» Given passage
3.1.11 Listing. The Company shall use commercially reasonable efforts to cause all Registrable Securities included in any registration to be listed on such exchanges or otherwise designated for trading in the same manner as similar securities issued by the Company are then listed or designated or, if no such similar securities are then listed or designated, in a manner satisfactory to the holders of a majority of the Registrable Securities that are included in such registration.


3.2 Obligation to Suspend Distribution. Upon receipt of any notice from the Company of the happening of any event of the kind described in Section 3.1.4(iv), or, in the case of a resale registration on the Resale Shelf Form N-2 pursuant to Section 2.3 hereof, the occurrence or existence of any pending corporate development or any other material event that, in the reasonable judgment of the Company, makes it appropriate to suspend the availability of the Resale Shelf Form N-2, each holder of Registrable Securities included in any registration shall immediately discontinue disposition of such Registrable Securities pursuant to the Registration Statement covering such Registrable Securities until such holder receives the supplemented or amended Prospectus contemplated by Section 3.1.4(iv) or until it is advised in writing by the Company that the Prospectus may be used, and has received copies of any additional or supplemental filings that are incorporated or deemed incorporated by reference in such Prospectus.

» Work to complete
1. Reproduce the registration provisions above word for word, starting at "3.1.11 Listing. The" and ending after "in such registration.".
2. In the registration provisions above, whose satisfaction determines how Registrable Securities are listed when no similar Company securities are listed or designated?

» Stored data

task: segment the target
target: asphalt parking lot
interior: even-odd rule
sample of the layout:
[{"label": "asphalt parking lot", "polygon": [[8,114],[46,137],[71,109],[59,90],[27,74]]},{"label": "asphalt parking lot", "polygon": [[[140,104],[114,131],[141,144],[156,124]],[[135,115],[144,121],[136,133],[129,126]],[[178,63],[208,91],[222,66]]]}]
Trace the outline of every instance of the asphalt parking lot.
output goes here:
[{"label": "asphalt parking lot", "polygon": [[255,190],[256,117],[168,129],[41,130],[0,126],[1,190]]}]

» The results
1.
3.1.11 Listing. The Company shall use commercially reasonable efforts to cause all Registrable Securities included in any registration to be listed on such exchanges or otherwise designated for trading in the same manner as similar securities issued by the Company are then listed or designated or, if no such similar securities are then listed or designated, in a manner satisfactory to the holders of a majority of the Registrable Securities that are included in such registration.

2. The holders of a majority of the Registrable Securities included in that registration.